* **Task requirements**:
What lines in the records below hold the string "single"? Please show them.

------------

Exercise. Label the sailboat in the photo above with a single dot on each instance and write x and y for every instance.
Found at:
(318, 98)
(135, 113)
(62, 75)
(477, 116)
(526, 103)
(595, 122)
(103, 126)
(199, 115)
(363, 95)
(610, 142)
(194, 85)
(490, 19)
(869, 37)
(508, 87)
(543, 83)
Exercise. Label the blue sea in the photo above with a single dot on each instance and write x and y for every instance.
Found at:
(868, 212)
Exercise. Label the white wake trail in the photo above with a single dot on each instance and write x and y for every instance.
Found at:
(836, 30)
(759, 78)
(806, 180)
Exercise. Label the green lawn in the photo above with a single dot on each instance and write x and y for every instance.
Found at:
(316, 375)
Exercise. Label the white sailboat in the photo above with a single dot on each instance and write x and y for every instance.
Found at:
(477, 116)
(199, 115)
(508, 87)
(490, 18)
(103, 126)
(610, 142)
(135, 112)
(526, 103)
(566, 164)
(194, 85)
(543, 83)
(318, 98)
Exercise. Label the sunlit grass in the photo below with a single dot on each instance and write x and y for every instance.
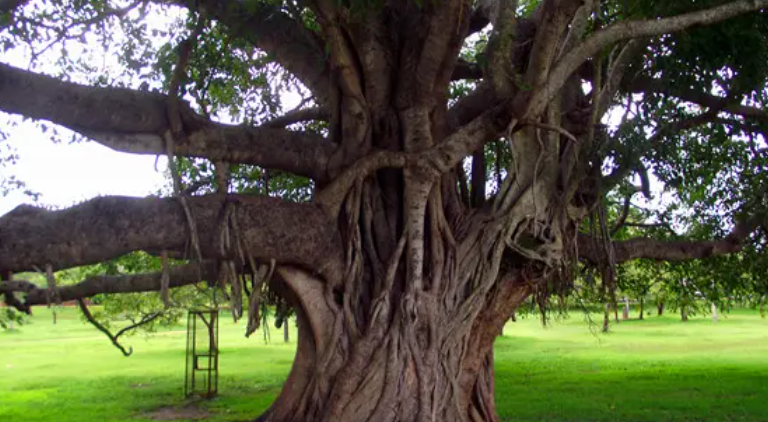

------------

* **Expected output**:
Exercise. Label the sailboat in the photo above with a single dot on each instance and write x and y for every instance.
Exercise. Label the blue sea in the photo above with a single dot on each instance and write x and y for every instance.
Exercise. Label the white wake trail in the photo above with a single dot on each instance and write x and y for every instance.
Exercise. Label the green lawn in the photo above with a single dot on each instance and write x and y for every instance.
Exercise. Label the white sailboat in the photo above with a single dot on each instance and write x and y for every instance.
Exercise. Label the sunlit grass in the photo below with a single dot on each instance and write x and y for every instance.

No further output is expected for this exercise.